* QUOTED PASSAGE:
With the use of such a melt, the fiber forming continuity is
improved compared to the fiber forming continuity of an
additive-free polyarylene sulfide melt processed under the same
conditions.
DETAILED DESCRIPTION
[0028] This invention relates to improved processes for forming
fibers from a polymer melt comprising a polyarylene sulfide and at
least one tin(II) salt of a branched organic carboxylic acid. Using
such a melt, the fiber forming continuity is improved compared to
the fiber forming continuity of the polyarylene sulfide melt
processed under the same conditions but without containing the tin
additive.
[0029] Where the indefinite article "a" or "an" is used with
respect to a statement or description of the presence of a step in
a process of this invention, it is to be understood, unless the
statement or description explicitly provides to the contrary, that
the use of such indefinite article does not limit the presence of
the step in the process to one in number.
[0030] Where a range of numerical values is recited herein, unless
otherwise stated, the range is intended to include the endpoints
thereof, and all integers and fractions within the range. It is not
intended that the scope of the invention be limited to the specific
values recited when defining a range.
[0031] The following definitions are used herein and should be
referred to for interpretation of the claims and the
specification.
[0032] The term "PAS" means polyarylene sulfide.
[0033] The term "PPS" means polyphenylene sulfide.
[0034] The term "native" refers to a polymer which does not contain
any additives.
[0035] The term "secondary carbon atom" means a carbon atom that is
bonded to two other carbon atoms with single bonds.
[0036] The term "tertiary carbon atom" means a carbon atom that is
bonded to three other carbon atoms with single bonds.
[0037] The term "thermal stability", as used herein, refers to the
degree of change in the weight average molecular weight of a PAS
polymer induced by elevated temperatures in the absence of oxygen.
As the thermal stability of a given PAS polymer improves, the
degree to which the polymer's weight average molecular weight
changes over time decreases. Generally, in the absence of oxygen,
changes in molecular weight are often considered to be largely due
to chain scission, which typically decreases the molecular weight
of a PAS polymer.

* SOURCE MATERIAL:
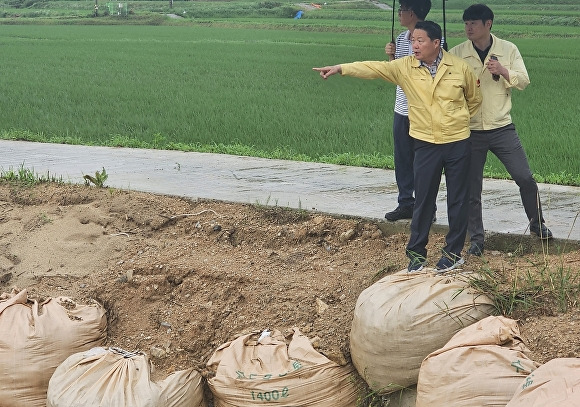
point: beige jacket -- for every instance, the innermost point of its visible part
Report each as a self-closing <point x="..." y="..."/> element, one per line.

* WORK TO DO:
**A)** Answer these questions about the polyarylene sulfide fiber text, one answer per line.
(i) What does the term "native" refer to?
(ii) Unless otherwise stated, what does a recited range of numerical values include?
(iii) What does chain scission typically do to the molecular weight of a PAS polymer?
**B)** Extend the polyarylene sulfide fiber text beyond its final sentence.

* TASK RESPONSES:
**A)**
(i) A polymer which does not contain any additives.
(ii) Its endpoints and all integers and fractions within the range.
(iii) It typically decreases the molecular weight.

**B)**
[0038] The term "thermo-oxidative stability", as used herein,
refers to the degree of change in the weight average molecular
weight of a PAS polymer induced by elevated temperatures in the
presence of oxygen. As the thermo-oxidative stability of a given
PAS polymer improves, the degree to which the polymer's weight
average molecular weight changes over time decreases. Generally, in
the presence of oxygen, changes in molecular weight may be due to a
combination of oxidation of the polymer and chain scission. As
oxidation of the polymer typically results in cross-linking, which
increases molecular weight, and chain scission typically decreases
the molecular weight, changes in molecular weight of a polymer at
elevated temperatures in the presence of oxygen may be challenging
to interpret.
[0039] The term "die deposit" refers to the unwanted material, in a
polymer extrusion process such as fiber forming, that deposits over
time near the orifice through which a polymer is extruded.
[0040] The term "die drip" refers to the unwanted phenomenon of a
die deposit making physical contact with the extruded polymer
exiting an orifice in a polymer extrusion process such as fiber
forming.
[0041] The term ".degree. C." means degrees Celsius.
[0042] The term "kg" means kilogram(s).
[0043] The term "g" means gram(s).
[0044] The term "mg" means milligram(s).
[0045] The term "mol" means mole(s).
[0046] The term "s" means second(s).
[0047] The term "min" means minute(s).
[0048] The term "hr" means hour(s).
[0049] The term "rpm" means revolutions per minute.
[0050] The term "cc/rev" means cubic centimeters per
revolution.
[0051] The term "rad" means radians.
[0052] The term "Pa" means pascals.
[0053] The term "psi" means pounds per square inch.
[0054] The term "mL" means milliliter(s).
[0055] The term "ft" means foot.
[0056] The term "ppm" means parts per million.
[0057] The term "weight percent" as used herein refers to the
weight of a constituent of a composition relative to the entire
weight of the composition unless otherwise indicated. Weight
percent is abbreviated as "wt %".
[0058] This invention provides improved processes for forming
fibers from a polymer melt comprising a polyarylene sulfide and at
least one tin additive comprising a branched tin(II) carboxylate.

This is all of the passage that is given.